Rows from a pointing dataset
☆ ☆ ☆

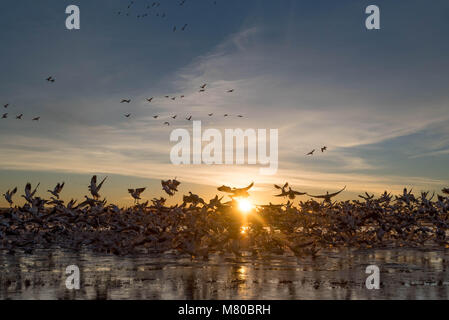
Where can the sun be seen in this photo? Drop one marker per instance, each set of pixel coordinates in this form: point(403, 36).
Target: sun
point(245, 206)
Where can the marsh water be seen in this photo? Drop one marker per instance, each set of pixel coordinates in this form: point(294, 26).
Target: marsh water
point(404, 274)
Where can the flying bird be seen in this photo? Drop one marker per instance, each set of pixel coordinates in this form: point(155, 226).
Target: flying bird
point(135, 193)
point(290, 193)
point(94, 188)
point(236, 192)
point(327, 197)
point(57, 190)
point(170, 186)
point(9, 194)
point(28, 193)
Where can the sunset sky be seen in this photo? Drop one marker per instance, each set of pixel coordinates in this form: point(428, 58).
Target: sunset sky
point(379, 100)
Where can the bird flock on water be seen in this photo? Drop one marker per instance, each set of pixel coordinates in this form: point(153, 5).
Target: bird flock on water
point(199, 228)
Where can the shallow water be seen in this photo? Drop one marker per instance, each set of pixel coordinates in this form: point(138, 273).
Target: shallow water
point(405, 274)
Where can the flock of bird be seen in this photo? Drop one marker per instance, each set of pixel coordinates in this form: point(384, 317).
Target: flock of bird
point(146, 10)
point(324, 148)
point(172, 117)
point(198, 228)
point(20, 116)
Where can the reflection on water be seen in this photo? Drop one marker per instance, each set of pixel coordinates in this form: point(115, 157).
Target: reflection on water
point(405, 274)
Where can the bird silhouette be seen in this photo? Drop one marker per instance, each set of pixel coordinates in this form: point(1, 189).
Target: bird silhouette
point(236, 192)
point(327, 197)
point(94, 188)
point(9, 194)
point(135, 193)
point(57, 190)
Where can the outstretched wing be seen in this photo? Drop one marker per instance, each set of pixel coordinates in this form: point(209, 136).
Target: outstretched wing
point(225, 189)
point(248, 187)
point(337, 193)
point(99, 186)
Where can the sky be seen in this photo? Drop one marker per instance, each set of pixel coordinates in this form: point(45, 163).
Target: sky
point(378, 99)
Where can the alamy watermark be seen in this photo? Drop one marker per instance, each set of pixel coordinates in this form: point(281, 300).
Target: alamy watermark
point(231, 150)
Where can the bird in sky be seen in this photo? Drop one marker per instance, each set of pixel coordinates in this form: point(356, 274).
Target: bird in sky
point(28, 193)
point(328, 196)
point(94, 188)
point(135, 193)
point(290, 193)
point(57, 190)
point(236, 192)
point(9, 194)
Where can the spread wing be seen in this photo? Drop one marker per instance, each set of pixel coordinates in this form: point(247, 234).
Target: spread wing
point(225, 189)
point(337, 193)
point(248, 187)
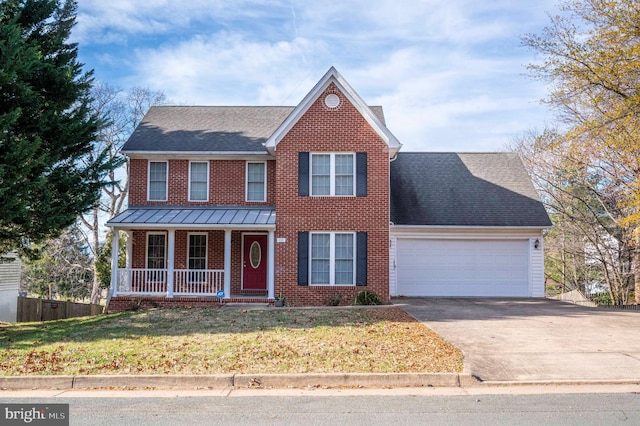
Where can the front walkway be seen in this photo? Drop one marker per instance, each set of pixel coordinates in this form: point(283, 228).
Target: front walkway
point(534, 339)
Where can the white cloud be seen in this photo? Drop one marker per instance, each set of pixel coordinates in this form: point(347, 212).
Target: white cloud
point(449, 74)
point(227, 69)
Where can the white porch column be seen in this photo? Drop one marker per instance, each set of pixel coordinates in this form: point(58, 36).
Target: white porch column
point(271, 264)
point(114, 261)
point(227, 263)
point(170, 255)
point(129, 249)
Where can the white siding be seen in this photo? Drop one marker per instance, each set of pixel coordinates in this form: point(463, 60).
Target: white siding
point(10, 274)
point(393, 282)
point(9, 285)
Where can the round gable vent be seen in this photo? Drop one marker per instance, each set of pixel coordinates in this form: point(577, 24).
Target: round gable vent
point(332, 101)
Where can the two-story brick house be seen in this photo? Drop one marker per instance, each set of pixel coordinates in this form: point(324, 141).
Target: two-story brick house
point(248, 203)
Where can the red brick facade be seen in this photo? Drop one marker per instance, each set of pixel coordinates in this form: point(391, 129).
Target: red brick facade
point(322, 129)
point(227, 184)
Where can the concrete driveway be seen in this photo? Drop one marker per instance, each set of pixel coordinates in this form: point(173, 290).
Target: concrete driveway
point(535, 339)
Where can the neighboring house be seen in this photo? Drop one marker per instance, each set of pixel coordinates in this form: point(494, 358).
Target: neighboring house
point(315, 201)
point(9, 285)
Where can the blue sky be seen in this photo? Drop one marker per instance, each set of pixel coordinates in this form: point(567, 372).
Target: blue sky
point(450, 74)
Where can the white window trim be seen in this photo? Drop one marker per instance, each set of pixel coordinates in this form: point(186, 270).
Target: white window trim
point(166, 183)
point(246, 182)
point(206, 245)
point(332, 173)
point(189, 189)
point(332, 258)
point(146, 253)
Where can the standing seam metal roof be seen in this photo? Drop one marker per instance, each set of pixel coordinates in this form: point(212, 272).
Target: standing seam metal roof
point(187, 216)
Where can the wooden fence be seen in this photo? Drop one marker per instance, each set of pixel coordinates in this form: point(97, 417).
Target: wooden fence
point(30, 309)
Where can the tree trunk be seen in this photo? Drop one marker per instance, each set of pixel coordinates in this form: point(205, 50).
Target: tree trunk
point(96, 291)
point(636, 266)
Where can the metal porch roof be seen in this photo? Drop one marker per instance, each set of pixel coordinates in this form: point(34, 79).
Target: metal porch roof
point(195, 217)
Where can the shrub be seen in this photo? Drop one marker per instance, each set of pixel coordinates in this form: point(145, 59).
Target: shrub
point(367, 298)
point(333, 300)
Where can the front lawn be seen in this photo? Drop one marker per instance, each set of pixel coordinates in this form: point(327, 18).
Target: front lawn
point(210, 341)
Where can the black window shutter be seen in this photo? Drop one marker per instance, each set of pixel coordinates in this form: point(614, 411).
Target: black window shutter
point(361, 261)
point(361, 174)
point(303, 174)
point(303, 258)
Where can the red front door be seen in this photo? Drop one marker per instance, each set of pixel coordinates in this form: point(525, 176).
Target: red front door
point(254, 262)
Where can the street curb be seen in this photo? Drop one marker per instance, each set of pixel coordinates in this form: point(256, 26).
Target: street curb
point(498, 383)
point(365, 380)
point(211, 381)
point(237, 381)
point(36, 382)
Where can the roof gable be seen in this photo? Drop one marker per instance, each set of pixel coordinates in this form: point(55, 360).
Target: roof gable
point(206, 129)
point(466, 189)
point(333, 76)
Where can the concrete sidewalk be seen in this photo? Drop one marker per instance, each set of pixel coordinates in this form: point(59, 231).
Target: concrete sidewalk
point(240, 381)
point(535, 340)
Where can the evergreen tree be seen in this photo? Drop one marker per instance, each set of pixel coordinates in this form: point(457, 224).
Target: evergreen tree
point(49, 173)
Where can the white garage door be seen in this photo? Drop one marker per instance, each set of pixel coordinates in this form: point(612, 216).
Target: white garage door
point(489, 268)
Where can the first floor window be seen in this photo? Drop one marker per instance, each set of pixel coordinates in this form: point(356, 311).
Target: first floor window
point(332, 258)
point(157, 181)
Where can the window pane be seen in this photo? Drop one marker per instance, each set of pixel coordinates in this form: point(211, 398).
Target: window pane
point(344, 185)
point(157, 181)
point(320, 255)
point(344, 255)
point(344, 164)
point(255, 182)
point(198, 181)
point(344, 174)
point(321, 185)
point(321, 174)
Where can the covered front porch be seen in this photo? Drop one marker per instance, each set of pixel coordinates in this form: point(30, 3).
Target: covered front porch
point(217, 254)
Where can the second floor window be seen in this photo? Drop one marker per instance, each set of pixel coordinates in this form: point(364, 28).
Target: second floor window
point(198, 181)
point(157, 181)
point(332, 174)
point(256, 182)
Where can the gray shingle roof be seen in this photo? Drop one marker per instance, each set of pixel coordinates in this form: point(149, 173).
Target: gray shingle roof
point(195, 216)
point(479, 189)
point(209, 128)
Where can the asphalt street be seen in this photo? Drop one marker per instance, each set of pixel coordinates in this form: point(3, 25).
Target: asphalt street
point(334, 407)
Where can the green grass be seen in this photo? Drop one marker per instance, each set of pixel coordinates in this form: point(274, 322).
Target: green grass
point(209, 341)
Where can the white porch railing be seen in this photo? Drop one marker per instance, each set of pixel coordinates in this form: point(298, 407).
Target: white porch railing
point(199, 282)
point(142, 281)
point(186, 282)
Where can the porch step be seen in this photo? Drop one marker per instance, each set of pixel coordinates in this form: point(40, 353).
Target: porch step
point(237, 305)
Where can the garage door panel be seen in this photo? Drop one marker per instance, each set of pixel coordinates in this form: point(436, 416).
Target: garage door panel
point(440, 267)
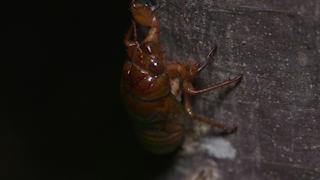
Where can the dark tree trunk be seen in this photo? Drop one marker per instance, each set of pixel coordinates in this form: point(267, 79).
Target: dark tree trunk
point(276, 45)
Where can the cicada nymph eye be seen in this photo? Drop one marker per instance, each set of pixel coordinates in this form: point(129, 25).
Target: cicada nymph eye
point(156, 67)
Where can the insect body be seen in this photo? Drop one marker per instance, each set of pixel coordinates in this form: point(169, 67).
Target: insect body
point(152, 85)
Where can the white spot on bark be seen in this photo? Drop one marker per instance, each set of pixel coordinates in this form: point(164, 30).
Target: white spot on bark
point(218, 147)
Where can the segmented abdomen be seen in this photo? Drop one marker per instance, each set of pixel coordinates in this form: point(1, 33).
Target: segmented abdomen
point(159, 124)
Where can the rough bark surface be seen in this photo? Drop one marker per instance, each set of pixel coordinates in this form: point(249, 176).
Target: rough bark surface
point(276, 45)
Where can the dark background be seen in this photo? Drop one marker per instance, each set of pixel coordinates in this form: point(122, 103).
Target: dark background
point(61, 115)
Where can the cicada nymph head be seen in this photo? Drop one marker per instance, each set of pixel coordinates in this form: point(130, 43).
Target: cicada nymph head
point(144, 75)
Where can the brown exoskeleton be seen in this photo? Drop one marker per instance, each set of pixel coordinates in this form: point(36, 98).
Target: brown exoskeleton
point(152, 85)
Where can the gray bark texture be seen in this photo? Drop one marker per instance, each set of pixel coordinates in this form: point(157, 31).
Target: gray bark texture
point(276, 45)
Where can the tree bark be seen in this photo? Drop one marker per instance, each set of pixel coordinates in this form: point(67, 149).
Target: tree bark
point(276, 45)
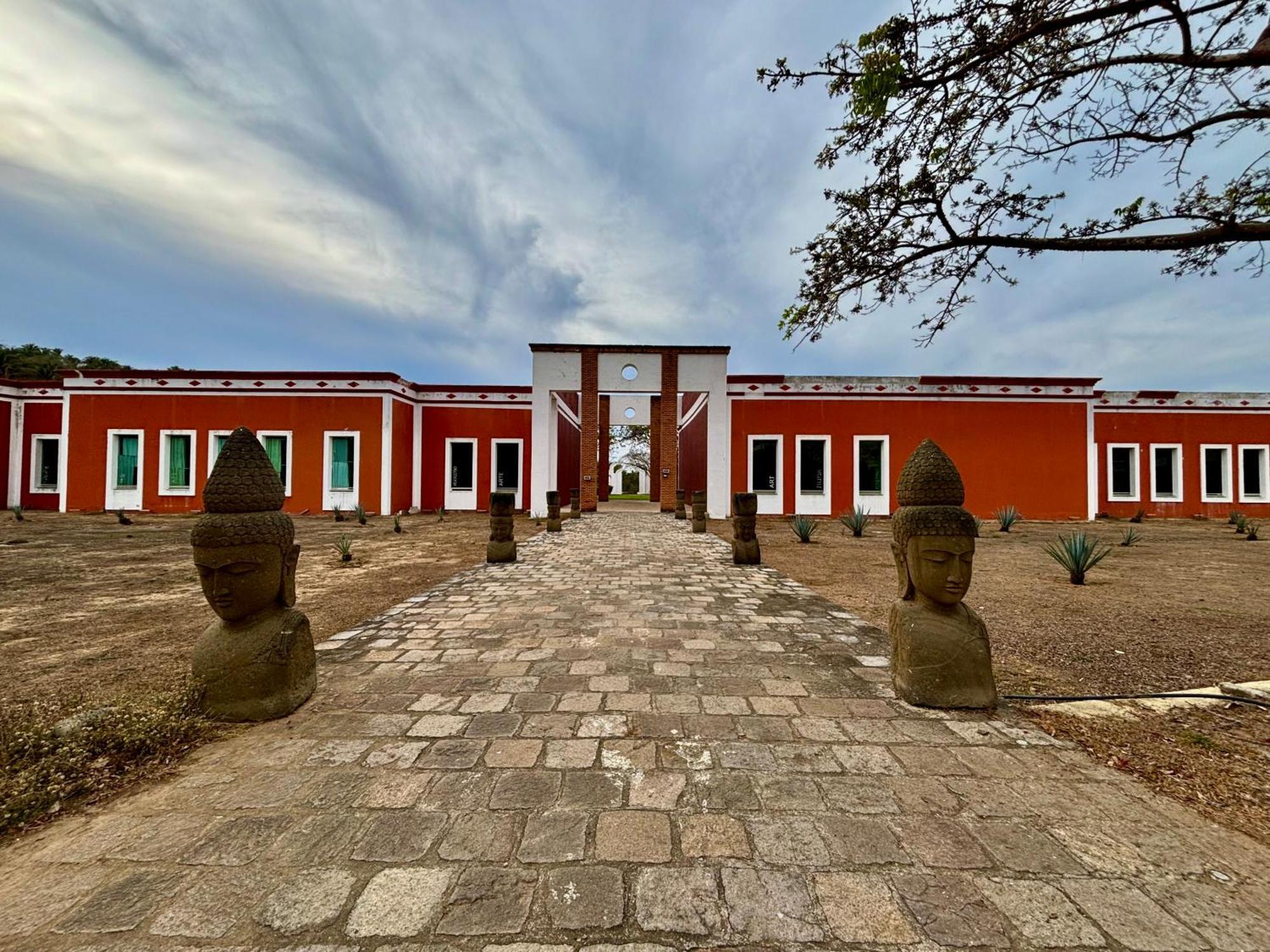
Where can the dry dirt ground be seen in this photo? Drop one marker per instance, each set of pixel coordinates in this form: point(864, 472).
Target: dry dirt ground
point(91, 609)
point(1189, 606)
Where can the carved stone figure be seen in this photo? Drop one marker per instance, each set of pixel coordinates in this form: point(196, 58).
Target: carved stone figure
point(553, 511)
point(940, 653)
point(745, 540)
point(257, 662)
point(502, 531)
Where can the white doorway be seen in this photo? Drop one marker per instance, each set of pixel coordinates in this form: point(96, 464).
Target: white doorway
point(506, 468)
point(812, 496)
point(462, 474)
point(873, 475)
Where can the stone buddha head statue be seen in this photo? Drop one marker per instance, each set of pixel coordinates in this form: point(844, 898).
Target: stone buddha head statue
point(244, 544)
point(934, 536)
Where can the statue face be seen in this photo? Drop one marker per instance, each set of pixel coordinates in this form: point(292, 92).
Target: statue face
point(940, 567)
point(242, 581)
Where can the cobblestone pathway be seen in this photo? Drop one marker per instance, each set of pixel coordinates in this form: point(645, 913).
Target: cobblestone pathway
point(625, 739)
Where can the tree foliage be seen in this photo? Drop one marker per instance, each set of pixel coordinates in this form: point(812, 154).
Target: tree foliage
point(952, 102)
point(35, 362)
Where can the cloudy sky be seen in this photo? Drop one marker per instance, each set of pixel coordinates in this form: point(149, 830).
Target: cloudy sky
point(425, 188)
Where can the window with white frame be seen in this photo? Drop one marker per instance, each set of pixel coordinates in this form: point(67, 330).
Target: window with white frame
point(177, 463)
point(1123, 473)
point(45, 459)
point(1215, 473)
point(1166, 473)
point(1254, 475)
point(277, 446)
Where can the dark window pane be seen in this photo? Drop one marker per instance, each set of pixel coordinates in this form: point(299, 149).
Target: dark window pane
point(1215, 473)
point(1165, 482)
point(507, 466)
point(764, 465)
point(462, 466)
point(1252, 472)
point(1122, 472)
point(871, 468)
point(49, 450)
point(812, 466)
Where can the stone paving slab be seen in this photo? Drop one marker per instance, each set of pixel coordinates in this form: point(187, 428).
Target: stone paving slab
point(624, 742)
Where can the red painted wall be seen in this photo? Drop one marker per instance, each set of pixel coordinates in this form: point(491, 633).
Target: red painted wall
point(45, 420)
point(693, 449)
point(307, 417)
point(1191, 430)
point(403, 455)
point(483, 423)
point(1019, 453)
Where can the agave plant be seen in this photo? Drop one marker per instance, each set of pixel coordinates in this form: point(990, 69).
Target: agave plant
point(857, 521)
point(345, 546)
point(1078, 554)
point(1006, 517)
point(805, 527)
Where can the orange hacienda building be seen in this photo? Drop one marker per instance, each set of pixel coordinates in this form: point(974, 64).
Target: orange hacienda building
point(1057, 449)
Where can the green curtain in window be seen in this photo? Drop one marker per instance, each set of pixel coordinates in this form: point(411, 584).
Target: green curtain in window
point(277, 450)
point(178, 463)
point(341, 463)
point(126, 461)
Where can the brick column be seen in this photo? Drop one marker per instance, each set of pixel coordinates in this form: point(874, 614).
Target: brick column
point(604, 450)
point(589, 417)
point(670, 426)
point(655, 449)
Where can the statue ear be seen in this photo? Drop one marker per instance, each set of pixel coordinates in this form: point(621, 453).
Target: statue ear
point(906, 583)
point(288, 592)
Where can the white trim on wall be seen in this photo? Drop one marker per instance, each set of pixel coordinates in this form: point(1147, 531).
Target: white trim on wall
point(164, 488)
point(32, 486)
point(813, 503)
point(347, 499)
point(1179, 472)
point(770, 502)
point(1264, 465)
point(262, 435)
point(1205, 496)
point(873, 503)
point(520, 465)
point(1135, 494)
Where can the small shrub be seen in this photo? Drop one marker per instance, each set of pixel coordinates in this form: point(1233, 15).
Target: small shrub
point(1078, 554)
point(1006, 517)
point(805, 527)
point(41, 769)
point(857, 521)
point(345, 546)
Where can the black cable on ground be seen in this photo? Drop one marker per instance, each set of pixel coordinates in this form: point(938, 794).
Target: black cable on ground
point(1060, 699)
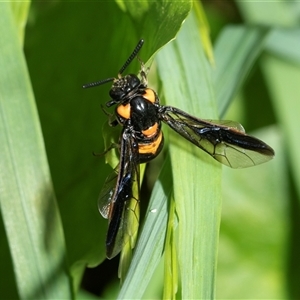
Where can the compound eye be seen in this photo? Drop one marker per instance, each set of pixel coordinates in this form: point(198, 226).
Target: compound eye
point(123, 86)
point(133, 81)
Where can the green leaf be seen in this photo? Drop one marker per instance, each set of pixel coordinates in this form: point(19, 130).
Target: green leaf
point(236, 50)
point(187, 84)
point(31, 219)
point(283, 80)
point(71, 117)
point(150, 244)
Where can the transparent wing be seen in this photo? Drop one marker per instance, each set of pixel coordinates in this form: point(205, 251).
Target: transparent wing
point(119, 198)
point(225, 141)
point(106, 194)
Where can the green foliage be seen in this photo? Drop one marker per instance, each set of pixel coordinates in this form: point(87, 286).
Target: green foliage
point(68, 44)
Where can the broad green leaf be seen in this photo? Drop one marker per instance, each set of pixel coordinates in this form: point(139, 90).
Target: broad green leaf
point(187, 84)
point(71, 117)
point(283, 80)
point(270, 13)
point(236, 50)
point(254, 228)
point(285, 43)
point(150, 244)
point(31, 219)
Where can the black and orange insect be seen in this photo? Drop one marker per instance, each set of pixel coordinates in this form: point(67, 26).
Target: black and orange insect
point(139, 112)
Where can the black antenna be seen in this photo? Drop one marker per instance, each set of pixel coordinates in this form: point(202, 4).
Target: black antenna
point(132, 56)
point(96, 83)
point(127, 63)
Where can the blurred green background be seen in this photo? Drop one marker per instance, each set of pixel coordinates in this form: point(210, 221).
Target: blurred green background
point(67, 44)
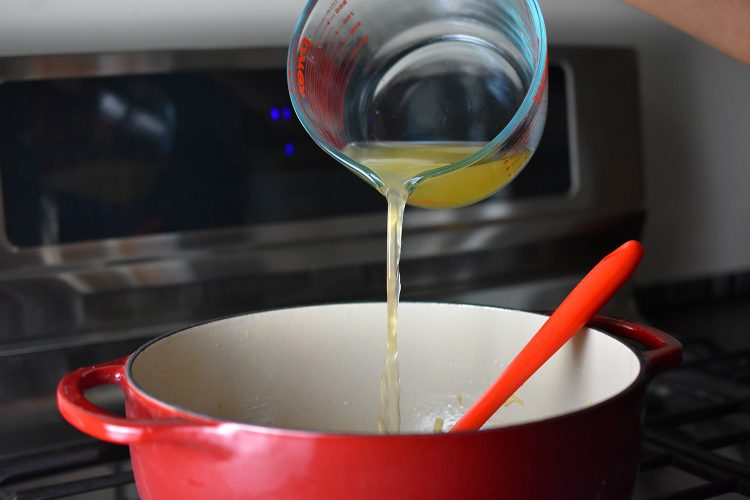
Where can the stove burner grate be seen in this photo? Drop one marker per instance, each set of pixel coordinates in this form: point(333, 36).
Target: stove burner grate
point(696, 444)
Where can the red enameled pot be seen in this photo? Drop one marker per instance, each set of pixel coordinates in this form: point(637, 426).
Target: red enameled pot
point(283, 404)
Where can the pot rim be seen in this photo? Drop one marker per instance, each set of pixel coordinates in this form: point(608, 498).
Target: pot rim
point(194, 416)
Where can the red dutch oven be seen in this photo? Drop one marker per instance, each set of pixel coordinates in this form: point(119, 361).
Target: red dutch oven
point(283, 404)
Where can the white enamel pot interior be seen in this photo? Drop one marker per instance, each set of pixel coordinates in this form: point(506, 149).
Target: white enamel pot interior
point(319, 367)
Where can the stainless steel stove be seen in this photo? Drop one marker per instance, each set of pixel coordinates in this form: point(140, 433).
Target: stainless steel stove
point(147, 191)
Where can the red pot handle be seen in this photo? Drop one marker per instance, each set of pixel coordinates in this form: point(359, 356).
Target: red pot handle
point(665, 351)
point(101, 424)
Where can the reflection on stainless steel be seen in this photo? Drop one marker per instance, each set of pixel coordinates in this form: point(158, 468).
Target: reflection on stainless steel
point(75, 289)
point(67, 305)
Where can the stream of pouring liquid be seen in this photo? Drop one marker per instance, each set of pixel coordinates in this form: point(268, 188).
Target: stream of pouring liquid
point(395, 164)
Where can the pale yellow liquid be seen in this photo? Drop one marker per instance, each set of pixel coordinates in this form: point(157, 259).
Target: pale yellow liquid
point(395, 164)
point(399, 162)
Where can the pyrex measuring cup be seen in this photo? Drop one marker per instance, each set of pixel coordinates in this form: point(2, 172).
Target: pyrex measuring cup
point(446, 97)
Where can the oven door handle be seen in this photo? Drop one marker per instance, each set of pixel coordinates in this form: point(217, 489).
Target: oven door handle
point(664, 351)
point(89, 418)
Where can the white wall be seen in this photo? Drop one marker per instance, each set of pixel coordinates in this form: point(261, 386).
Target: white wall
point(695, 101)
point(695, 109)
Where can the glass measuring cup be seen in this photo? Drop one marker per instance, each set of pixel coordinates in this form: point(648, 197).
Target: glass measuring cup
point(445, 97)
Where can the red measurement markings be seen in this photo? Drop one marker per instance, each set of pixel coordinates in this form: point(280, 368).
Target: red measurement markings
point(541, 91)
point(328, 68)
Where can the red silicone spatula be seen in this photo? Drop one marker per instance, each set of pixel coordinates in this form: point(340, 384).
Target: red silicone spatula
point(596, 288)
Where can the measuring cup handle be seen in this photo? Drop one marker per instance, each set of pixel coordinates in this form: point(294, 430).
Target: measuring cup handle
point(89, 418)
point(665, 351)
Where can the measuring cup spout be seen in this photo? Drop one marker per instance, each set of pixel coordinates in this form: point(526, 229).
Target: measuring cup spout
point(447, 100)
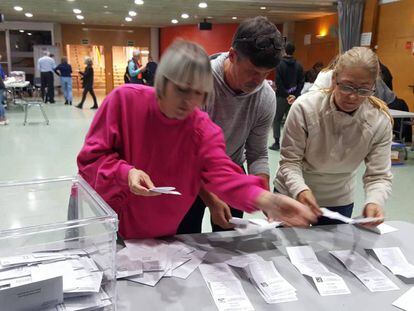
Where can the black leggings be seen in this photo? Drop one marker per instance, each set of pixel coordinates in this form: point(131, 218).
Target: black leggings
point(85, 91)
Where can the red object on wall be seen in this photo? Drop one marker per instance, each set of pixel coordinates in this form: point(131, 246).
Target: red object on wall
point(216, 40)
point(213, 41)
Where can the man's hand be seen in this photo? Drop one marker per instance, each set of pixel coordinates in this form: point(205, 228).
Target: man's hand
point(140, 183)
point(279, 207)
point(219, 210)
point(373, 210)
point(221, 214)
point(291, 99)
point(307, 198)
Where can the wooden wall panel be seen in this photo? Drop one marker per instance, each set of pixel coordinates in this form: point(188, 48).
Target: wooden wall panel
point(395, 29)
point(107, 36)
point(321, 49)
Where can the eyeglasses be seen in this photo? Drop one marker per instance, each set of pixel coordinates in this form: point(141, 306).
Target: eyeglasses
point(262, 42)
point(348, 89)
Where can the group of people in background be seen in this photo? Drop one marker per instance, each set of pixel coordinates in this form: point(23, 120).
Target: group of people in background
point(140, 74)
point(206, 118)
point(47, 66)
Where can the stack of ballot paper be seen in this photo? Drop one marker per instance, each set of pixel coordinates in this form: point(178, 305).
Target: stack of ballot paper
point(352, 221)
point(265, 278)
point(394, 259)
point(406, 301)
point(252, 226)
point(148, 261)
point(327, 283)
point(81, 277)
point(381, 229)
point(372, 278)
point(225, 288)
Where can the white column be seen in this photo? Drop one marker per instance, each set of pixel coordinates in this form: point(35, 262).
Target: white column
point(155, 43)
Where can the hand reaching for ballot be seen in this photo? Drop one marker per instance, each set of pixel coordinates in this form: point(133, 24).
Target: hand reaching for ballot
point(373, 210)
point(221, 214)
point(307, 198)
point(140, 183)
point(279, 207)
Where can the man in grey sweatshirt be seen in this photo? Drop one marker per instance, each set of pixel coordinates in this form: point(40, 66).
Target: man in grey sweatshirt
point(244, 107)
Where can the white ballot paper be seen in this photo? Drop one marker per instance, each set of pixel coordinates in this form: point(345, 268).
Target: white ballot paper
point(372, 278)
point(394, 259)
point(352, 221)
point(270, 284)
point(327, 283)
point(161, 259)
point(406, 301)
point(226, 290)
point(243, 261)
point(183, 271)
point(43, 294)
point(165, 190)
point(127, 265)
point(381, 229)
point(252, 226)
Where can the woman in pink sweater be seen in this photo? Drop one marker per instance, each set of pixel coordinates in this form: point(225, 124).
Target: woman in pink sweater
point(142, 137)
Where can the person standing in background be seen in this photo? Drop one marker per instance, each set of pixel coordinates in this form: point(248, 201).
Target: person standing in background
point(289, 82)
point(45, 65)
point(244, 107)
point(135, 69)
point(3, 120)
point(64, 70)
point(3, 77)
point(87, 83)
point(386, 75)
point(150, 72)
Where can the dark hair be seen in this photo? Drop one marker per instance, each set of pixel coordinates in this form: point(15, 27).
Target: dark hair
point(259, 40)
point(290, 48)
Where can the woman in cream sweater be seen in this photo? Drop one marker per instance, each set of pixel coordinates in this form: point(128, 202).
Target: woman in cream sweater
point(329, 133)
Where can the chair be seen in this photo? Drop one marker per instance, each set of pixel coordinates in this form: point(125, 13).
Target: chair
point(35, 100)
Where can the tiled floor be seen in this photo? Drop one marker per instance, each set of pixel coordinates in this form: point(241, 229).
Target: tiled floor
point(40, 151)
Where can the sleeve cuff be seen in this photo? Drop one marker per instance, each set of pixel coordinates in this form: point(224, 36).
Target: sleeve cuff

☆ ☆ ☆

◆ **YOUR OBJECTIVE**: Quote the rows above verbatim, beginning with the line containing "Where can the street" and continuing through the line containing "point(36, 382)", both included.

◆ **FULL ANSWER**:
Where can the street curb be seen in this photo? Drop one marker per instance, each set of pixel coordinates in this form: point(256, 26).
Target: street curb
point(498, 383)
point(365, 380)
point(211, 381)
point(237, 381)
point(36, 382)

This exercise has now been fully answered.